:: Listed records ::

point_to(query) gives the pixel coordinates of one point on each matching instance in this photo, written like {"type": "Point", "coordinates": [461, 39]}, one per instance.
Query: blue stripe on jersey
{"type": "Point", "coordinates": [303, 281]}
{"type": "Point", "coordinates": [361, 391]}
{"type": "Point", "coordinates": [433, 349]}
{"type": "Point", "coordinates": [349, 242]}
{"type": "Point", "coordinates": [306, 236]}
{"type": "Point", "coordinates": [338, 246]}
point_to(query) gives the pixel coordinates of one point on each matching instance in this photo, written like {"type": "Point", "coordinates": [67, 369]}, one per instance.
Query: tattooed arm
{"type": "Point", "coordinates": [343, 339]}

:::

Exercise description >>
Render all the lines of the records above as a Markdown table with the columns Row and Line. Number each row and leave out blank lines.

Task response >>
| Row | Line |
|---|---|
| 1 | point_to(query) gives the pixel coordinates of one point on each matching instance in this photo, written like {"type": "Point", "coordinates": [461, 39]}, one per instance. |
| 2 | Query: blue stripe on jersey |
| 3 | {"type": "Point", "coordinates": [303, 281]} |
| 4 | {"type": "Point", "coordinates": [361, 391]} |
| 5 | {"type": "Point", "coordinates": [433, 349]} |
| 6 | {"type": "Point", "coordinates": [349, 242]} |
| 7 | {"type": "Point", "coordinates": [306, 236]} |
| 8 | {"type": "Point", "coordinates": [338, 246]} |
| 9 | point_to(query) gives the pixel coordinates of one point on each matching instance in this photo, written like {"type": "Point", "coordinates": [67, 369]}, one per instance. |
| 10 | Query: tattooed arm |
| 11 | {"type": "Point", "coordinates": [343, 339]} |